Exercise description. A faithful, complete copy of the records is required.

Saved data entries
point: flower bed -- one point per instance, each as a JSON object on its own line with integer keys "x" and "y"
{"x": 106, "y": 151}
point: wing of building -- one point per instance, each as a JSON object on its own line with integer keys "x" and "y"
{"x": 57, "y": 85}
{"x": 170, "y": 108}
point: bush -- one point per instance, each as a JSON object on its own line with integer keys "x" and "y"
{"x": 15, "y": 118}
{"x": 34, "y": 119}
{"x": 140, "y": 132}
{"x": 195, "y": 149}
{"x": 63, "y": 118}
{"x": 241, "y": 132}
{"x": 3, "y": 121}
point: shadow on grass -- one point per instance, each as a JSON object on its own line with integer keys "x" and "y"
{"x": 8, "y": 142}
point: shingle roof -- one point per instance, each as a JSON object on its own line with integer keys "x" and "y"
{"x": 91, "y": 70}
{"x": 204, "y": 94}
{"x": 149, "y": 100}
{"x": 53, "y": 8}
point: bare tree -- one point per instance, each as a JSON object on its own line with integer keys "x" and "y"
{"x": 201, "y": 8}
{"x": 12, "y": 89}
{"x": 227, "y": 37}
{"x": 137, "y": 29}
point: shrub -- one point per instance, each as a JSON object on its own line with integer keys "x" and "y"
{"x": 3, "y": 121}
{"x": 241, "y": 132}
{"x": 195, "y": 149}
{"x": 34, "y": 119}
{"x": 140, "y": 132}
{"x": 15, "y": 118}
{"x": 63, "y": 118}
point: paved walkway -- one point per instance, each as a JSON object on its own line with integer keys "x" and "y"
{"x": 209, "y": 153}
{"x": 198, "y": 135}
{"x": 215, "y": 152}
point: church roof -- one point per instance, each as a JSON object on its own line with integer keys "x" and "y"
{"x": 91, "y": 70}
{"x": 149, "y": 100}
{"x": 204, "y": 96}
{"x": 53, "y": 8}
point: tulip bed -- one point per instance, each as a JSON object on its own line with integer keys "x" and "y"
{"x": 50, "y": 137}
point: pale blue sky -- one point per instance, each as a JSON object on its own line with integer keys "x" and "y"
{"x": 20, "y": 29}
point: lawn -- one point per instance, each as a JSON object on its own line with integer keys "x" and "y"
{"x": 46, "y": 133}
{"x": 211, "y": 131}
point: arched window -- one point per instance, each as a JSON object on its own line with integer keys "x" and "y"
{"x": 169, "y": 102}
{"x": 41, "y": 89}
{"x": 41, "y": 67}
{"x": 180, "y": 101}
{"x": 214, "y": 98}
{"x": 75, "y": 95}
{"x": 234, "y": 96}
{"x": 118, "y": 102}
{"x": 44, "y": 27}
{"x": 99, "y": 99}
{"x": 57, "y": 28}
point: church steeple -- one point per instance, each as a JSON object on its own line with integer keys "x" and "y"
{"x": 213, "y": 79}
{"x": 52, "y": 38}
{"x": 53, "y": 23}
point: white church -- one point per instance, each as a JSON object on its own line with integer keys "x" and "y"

Answer space.
point: flower bed -- one point per instance, each as a JSON object on its own line with integer keys "x" and "y"
{"x": 106, "y": 151}
point: wing of building -- one point per instance, each as a JSON object on its own line with integer keys "x" and "y"
{"x": 57, "y": 85}
{"x": 170, "y": 108}
point: bush -- one point per instance, each as a JSON object on its own line with integer keys "x" and "y"
{"x": 15, "y": 118}
{"x": 34, "y": 119}
{"x": 140, "y": 132}
{"x": 195, "y": 149}
{"x": 63, "y": 118}
{"x": 241, "y": 132}
{"x": 3, "y": 121}
point: shadow on grass -- one point per instance, each as a JSON object on its own line with integer keys "x" and "y"
{"x": 8, "y": 142}
point: shingle roof -- one point per instance, each as a JSON object on its own line with integer keys "x" and "y"
{"x": 91, "y": 70}
{"x": 204, "y": 94}
{"x": 149, "y": 100}
{"x": 53, "y": 8}
point: bare tree -- one point per instance, each as a JSON object on its own line with integer keys "x" and "y"
{"x": 201, "y": 8}
{"x": 12, "y": 89}
{"x": 227, "y": 37}
{"x": 137, "y": 29}
point: shrub -- one point per instance, each as a JSON object on its own line with integer keys "x" and "y"
{"x": 3, "y": 121}
{"x": 241, "y": 132}
{"x": 195, "y": 149}
{"x": 34, "y": 119}
{"x": 140, "y": 132}
{"x": 15, "y": 118}
{"x": 63, "y": 118}
point: paved walkway -- one point per instance, each as a JSON object on its own line with integer keys "x" and "y"
{"x": 209, "y": 153}
{"x": 198, "y": 135}
{"x": 215, "y": 152}
point: church roof -- one point per instance, each as a JSON object on its own line with integer keys "x" and "y"
{"x": 91, "y": 70}
{"x": 149, "y": 100}
{"x": 204, "y": 96}
{"x": 53, "y": 8}
point: tulip bed -- one point per instance, each as a JSON object on its own line with integer keys "x" and "y"
{"x": 50, "y": 137}
point: pale blue sky -- one point per instance, each as a JSON object on its own line with integer keys "x" and "y"
{"x": 20, "y": 29}
point: lawn -- one point per instance, each as a JSON object on its own line with integer keys "x" and "y"
{"x": 46, "y": 133}
{"x": 211, "y": 131}
point: arched window -- one point per instance, each as a JSON object on its own line with integer keys "x" and "y"
{"x": 169, "y": 102}
{"x": 41, "y": 89}
{"x": 41, "y": 67}
{"x": 180, "y": 101}
{"x": 214, "y": 98}
{"x": 75, "y": 95}
{"x": 234, "y": 96}
{"x": 118, "y": 102}
{"x": 44, "y": 27}
{"x": 99, "y": 99}
{"x": 57, "y": 28}
point: church steeple -- one point per instance, each as a JSON object on its own line with integer keys "x" and "y"
{"x": 213, "y": 79}
{"x": 52, "y": 38}
{"x": 53, "y": 23}
point: white church -- one point per instance, each as a JSON object on its own line with integer keys "x" and "y"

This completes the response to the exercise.